■ **TEXT**
************
Bananas! CNN's Brian Stelter, A Daily Fox-Basher, Expects Fox to Defend Acosta

July 14th, 2018 4:32 PM

CNN has branded itself as savagely, incessantly anti-Trump, as well as savagely, incessantly anti-Fox News. So why on Earth do they expect that when the president mocks CNN at a press conference, "unity" demands that Fox defend CNN in the moment of the insult? 

This is especially true of Brian Stelter, whose boss Jeff Zucker has ordered the network's attack on Fox as "state-run TV." But then, Stelter is shameless enough to tell Kellyanne Conway to her face "I'm not on a side of an aisle." In his Friday night "Reliable Sources" newsletter, Stelter listed his concerns: 

3. What should John Roberts have done?

After turning down Acosta, Trump called on the reporter next to him, Fox News' John Roberts. "Real news," Trump said, undercutting CNN and promoting Fox at the same time.

Right then -- in the moment -- Roberts had a chance to reject Trump's cynical attacks on the press. Roberts use d to work at CNN. He could have said, "Mr. President, that's unfair to CNN." Or "Mr. President, none of my colleagues are fake." Or "Mr. President, you know better than this." He could have even passed the mic to Acosta. [!!] 

But he didn't. He moved on and asked his own question. Many journalists expressed disappointment via social media. CNN's Jake Tapper tweeted that he is "old enough to remember when other networks came to the defense of Fox News WH correspondents during the Obama years. Such did not happen here. Lesson for the kids out there: no one should ever try to do the right thing with the expectation it will ever be reciprocated."
************
■ **INFORMATION GIVEN**
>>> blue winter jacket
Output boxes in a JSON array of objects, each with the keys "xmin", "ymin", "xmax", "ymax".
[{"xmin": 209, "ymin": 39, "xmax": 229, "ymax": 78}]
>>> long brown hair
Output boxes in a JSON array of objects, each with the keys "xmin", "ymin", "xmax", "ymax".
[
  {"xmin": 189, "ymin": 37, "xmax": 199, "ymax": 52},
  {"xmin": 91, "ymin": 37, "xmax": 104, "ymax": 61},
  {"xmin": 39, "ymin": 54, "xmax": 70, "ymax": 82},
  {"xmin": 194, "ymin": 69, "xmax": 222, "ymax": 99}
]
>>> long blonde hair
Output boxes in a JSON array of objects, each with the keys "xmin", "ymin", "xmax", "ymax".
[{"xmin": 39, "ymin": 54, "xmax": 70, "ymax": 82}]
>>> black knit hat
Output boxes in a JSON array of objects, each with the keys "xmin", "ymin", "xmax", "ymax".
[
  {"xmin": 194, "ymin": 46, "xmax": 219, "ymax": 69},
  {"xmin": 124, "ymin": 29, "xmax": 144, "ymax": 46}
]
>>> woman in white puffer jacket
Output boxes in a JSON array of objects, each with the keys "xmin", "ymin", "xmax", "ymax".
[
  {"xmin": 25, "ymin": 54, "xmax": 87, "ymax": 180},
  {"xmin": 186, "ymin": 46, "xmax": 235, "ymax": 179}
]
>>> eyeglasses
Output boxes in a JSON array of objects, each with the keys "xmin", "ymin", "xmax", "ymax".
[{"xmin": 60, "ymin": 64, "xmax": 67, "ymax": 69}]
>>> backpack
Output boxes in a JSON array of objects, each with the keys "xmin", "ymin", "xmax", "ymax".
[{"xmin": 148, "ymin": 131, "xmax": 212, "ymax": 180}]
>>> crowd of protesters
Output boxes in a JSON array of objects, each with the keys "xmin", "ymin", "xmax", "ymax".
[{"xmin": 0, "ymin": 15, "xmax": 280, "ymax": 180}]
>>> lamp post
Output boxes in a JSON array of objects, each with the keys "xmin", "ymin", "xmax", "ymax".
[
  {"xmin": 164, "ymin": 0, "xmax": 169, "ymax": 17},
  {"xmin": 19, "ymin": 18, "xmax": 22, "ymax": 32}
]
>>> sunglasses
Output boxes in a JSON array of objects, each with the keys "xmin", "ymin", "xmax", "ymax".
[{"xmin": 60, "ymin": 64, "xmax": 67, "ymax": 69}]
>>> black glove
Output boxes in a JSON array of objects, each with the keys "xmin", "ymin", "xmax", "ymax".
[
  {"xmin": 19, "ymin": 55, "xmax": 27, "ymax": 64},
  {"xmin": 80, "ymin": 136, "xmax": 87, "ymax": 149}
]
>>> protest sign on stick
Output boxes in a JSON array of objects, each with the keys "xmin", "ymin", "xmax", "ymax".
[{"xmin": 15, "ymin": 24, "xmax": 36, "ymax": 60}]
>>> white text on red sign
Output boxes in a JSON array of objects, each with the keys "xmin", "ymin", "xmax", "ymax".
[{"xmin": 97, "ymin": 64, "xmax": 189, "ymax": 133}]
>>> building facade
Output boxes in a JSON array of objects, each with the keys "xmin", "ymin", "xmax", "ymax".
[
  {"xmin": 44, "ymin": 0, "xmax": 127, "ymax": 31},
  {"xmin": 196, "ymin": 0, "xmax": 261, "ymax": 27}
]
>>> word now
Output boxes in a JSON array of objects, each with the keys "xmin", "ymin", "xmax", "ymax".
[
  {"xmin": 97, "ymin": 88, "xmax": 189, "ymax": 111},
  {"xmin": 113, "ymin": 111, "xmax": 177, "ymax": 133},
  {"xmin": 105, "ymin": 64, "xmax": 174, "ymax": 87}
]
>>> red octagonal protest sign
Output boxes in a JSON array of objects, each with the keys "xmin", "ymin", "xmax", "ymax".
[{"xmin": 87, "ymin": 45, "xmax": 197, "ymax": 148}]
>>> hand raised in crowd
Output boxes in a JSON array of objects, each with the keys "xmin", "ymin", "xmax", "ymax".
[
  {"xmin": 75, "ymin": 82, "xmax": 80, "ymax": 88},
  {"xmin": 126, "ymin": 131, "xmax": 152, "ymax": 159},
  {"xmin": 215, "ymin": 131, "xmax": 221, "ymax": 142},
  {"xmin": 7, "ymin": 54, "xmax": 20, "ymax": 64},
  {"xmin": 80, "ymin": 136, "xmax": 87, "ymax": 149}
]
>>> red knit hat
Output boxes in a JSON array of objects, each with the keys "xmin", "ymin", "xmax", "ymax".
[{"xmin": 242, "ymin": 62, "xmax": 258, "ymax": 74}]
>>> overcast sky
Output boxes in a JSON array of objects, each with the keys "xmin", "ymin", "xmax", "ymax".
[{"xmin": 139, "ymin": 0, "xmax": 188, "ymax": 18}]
************
■ **PARTS OF THE EXERCISE**
(a) In the Stelter article, rename "John Roberts" as "Roberts" and give the passage again, beginning at the words that contain "CNN has branded" and stopping after "the same time.".
(b) According to the Stelter article, whom did Trump call on after turning down Acosta?
(c) List every remark that the Stelter article says Roberts could have made to the president.
The items have no connection to the Stelter article.

■ **RESPONSES PER TASK**
(a)
CNN has branded itself as savagely, incessantly anti-Trump, as well as savagely, incessantly anti-Fox News. So why on Earth do they expect that when the president mocks CNN at a press conference, "unity" demands that Fox defend CNN in the moment of the insult? 

This is especially true of Brian Stelter, whose boss Jeff Zucker has ordered the network's attack on Fox as "state-run TV." But then, Stelter is shameless enough to tell Kellyanne Conway to her face "I'm not on a side of an aisle." In his Friday night "Reliable Sources" newsletter, Stelter listed his concerns: 

3. What should Roberts have done?

After turning down Acosta, Trump called on the reporter next to him, Fox News' Roberts. "Real news," Trump said, undercutting CNN and promoting Fox at the same time.

(b) He called on the reporter next to Acosta, Fox News' John Roberts.

(c)
"Mr. President, that's unfair to CNN."
"Mr. President, none of my colleagues are fake."
"Mr. President, you know better than this."